EXERCISE REQUIREMENTS —
What do the entries below say? Restate them word for word.

^^^^^^^^

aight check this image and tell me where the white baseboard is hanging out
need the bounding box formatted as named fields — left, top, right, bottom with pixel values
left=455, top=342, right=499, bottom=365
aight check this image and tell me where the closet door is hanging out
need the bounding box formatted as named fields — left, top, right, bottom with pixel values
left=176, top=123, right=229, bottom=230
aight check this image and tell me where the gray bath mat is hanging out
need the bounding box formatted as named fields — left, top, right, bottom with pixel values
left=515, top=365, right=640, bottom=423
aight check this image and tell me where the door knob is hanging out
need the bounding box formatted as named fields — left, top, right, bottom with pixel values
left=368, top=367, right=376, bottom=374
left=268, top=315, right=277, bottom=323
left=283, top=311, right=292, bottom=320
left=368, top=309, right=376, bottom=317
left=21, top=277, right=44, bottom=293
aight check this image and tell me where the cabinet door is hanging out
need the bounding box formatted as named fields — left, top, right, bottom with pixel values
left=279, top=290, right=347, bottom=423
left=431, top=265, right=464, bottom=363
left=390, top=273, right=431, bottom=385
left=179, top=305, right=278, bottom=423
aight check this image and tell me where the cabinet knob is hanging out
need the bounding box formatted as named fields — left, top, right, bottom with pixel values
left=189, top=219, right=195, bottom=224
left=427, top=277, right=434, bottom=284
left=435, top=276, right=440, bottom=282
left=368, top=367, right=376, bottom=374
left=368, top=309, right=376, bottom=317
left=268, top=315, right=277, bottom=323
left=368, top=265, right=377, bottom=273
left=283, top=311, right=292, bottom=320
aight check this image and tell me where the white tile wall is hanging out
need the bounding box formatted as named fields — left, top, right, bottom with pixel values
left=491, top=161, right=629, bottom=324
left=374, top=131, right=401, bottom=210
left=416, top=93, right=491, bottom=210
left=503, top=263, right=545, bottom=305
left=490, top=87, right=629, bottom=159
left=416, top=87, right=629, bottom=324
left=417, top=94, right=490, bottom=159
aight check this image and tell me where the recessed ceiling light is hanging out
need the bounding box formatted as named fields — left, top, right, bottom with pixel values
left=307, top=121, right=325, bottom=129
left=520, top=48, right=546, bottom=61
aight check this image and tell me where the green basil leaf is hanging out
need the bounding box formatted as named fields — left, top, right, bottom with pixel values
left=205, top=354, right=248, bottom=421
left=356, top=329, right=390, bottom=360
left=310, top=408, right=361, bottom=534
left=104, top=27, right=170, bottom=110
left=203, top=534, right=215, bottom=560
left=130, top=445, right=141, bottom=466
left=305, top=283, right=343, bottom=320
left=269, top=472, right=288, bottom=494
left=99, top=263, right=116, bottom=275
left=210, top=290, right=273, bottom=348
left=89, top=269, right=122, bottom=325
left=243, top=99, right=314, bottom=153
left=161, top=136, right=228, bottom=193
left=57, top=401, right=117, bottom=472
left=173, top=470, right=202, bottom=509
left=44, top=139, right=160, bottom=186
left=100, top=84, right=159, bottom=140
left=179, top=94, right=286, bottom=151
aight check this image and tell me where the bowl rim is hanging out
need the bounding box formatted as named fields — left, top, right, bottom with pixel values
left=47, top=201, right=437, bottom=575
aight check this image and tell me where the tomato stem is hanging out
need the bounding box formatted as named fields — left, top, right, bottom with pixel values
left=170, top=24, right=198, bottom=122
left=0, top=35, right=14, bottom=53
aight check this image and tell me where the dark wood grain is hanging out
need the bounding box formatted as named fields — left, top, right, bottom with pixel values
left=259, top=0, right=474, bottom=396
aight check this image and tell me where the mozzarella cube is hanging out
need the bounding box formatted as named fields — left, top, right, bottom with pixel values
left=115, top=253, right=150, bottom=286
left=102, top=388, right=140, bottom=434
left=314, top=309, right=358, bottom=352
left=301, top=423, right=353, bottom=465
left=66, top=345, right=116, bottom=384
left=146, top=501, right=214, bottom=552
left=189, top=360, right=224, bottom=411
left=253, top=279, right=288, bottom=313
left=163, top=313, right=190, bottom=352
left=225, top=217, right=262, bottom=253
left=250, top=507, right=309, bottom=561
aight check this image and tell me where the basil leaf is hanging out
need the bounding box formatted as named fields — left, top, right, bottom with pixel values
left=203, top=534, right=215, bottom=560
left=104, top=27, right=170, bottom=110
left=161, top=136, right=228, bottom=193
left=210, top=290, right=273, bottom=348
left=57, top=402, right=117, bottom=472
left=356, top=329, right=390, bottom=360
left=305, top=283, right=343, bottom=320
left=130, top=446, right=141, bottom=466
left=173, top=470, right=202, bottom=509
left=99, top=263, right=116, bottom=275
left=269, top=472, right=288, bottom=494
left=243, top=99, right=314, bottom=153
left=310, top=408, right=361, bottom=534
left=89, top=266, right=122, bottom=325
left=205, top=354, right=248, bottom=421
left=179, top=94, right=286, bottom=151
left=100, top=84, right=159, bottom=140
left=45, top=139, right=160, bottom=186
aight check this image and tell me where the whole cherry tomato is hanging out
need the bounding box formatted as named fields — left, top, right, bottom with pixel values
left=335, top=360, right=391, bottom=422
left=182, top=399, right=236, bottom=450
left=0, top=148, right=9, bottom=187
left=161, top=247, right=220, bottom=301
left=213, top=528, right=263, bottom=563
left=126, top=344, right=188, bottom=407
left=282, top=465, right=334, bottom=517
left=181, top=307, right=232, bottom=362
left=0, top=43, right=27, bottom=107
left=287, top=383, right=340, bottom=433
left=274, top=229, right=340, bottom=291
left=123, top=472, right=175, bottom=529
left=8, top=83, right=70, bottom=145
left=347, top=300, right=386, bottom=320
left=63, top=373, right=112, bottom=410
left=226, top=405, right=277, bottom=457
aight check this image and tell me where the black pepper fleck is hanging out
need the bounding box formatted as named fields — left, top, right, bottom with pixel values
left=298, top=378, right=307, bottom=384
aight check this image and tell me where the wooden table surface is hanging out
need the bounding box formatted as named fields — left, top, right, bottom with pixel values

^^^^^^^^

YOUR RESPONSE —
aight check this image and tell me where the white baseboard is hanging out
need the bounding box formatted as named fields — left, top, right, bottom with pixel values
left=455, top=342, right=499, bottom=365
aight check this image and tell me where the closet door is hanging out
need the bounding box formatted as named fields — left, top, right, bottom with pixel values
left=176, top=123, right=229, bottom=230
aight check this image and tell me where the gray bath mat is hanging out
need the bounding box formatted as named fields — left, top, right, bottom with pixel values
left=515, top=365, right=640, bottom=423
aight check this image and tell me where the door knob is hanging out
need the bounding box formatted as named fields — left, top, right, bottom with pixel values
left=368, top=367, right=376, bottom=374
left=268, top=315, right=277, bottom=323
left=283, top=311, right=292, bottom=320
left=368, top=309, right=376, bottom=317
left=21, top=277, right=44, bottom=293
aight check this image and tell me where the cabinet door is hanging out
need the bounding box formatted as named fields — left, top, right, bottom with pixel values
left=279, top=290, right=347, bottom=423
left=431, top=265, right=464, bottom=363
left=390, top=273, right=431, bottom=385
left=179, top=305, right=278, bottom=423
aight check this image and tell me where the cabinet knob is hanging out
need the bounding box formatted as named fields — left, top, right, bottom with pixel values
left=189, top=219, right=195, bottom=224
left=427, top=277, right=434, bottom=284
left=435, top=276, right=440, bottom=282
left=368, top=367, right=376, bottom=374
left=368, top=309, right=376, bottom=317
left=268, top=315, right=277, bottom=323
left=368, top=265, right=377, bottom=273
left=283, top=311, right=292, bottom=320
aight check this image and tell me where the white tile wall is hanging out
need the bounding box formatted as named fields — left, top, right, bottom with pixel values
left=491, top=161, right=629, bottom=324
left=374, top=131, right=401, bottom=210
left=416, top=93, right=491, bottom=210
left=503, top=263, right=545, bottom=305
left=490, top=87, right=629, bottom=159
left=416, top=87, right=629, bottom=324
left=417, top=94, right=490, bottom=159
aight check this image and tell me where the recessed ceiling light is hanging out
need the bounding box formatted as named fields — left, top, right, bottom with pixel values
left=307, top=121, right=325, bottom=129
left=520, top=48, right=546, bottom=61
aight check this image and tell me where the green basil leaf is hanging out
need the bounding box formatted as named fields — left, top, right, bottom with pixel values
left=205, top=354, right=248, bottom=421
left=356, top=329, right=390, bottom=360
left=310, top=408, right=361, bottom=534
left=104, top=27, right=170, bottom=110
left=203, top=534, right=215, bottom=560
left=130, top=445, right=141, bottom=466
left=305, top=283, right=343, bottom=320
left=269, top=472, right=288, bottom=494
left=99, top=263, right=116, bottom=275
left=210, top=290, right=273, bottom=348
left=89, top=269, right=122, bottom=325
left=243, top=99, right=314, bottom=153
left=161, top=136, right=228, bottom=193
left=57, top=401, right=117, bottom=472
left=173, top=470, right=202, bottom=509
left=44, top=139, right=160, bottom=186
left=100, top=84, right=159, bottom=140
left=179, top=94, right=286, bottom=151
aight check this image and tell me where the bowl rim is hanging out
need the bounding box formatted as named fields — left, top, right, bottom with pixel values
left=47, top=201, right=437, bottom=575
aight check this image and tell me where the tomato stem is hanging out
need the bounding box formatted as named fields — left, top, right, bottom with pixel values
left=170, top=24, right=198, bottom=122
left=0, top=35, right=14, bottom=53
aight check this image and tell me where the dark wood grain is hanging out
need the bounding box formatted as named fields — left, top, right, bottom with pixel values
left=259, top=0, right=474, bottom=396
aight check this image and tell me where the mozzarella cube is hanging out
need the bounding box formatted as named fields — left, top, right, bottom with pixel values
left=115, top=253, right=150, bottom=286
left=102, top=388, right=140, bottom=434
left=314, top=309, right=358, bottom=352
left=301, top=423, right=353, bottom=465
left=66, top=345, right=116, bottom=384
left=146, top=501, right=214, bottom=552
left=189, top=360, right=224, bottom=411
left=253, top=279, right=288, bottom=313
left=163, top=313, right=190, bottom=352
left=225, top=217, right=262, bottom=253
left=250, top=507, right=309, bottom=561
aight check this image and tell me where the basil leaf is hanging out
need the bounding box formatted as named fields — left, top, right, bottom with pixel values
left=203, top=534, right=215, bottom=560
left=104, top=27, right=170, bottom=110
left=161, top=136, right=228, bottom=193
left=210, top=290, right=273, bottom=348
left=57, top=402, right=117, bottom=472
left=356, top=329, right=390, bottom=360
left=305, top=283, right=343, bottom=320
left=130, top=446, right=141, bottom=466
left=173, top=470, right=202, bottom=509
left=99, top=263, right=116, bottom=275
left=269, top=472, right=288, bottom=494
left=243, top=99, right=314, bottom=153
left=310, top=408, right=361, bottom=534
left=89, top=266, right=122, bottom=325
left=205, top=354, right=248, bottom=421
left=179, top=94, right=286, bottom=151
left=100, top=84, right=159, bottom=140
left=45, top=139, right=160, bottom=186
aight check this image and tell me where the whole cherry tomato is hanging out
need the bounding box formatted as named fields — left, top, right, bottom with pixel values
left=335, top=360, right=391, bottom=422
left=182, top=399, right=236, bottom=450
left=0, top=148, right=9, bottom=187
left=161, top=247, right=220, bottom=301
left=213, top=528, right=263, bottom=563
left=126, top=344, right=188, bottom=407
left=282, top=465, right=334, bottom=517
left=181, top=307, right=232, bottom=362
left=0, top=43, right=27, bottom=107
left=287, top=383, right=340, bottom=433
left=274, top=229, right=340, bottom=291
left=123, top=472, right=175, bottom=529
left=8, top=83, right=70, bottom=145
left=347, top=300, right=386, bottom=320
left=63, top=373, right=112, bottom=410
left=226, top=405, right=277, bottom=457
aight check this image and tell me where the black pepper fleck is hanging out
need the bounding box formatted as named fields — left, top, right, bottom with pixel values
left=298, top=378, right=307, bottom=384
aight check this image and tell me where the wooden table surface is hanging out
need the bounding box formatted as named fields — left, top, right, bottom with pixel values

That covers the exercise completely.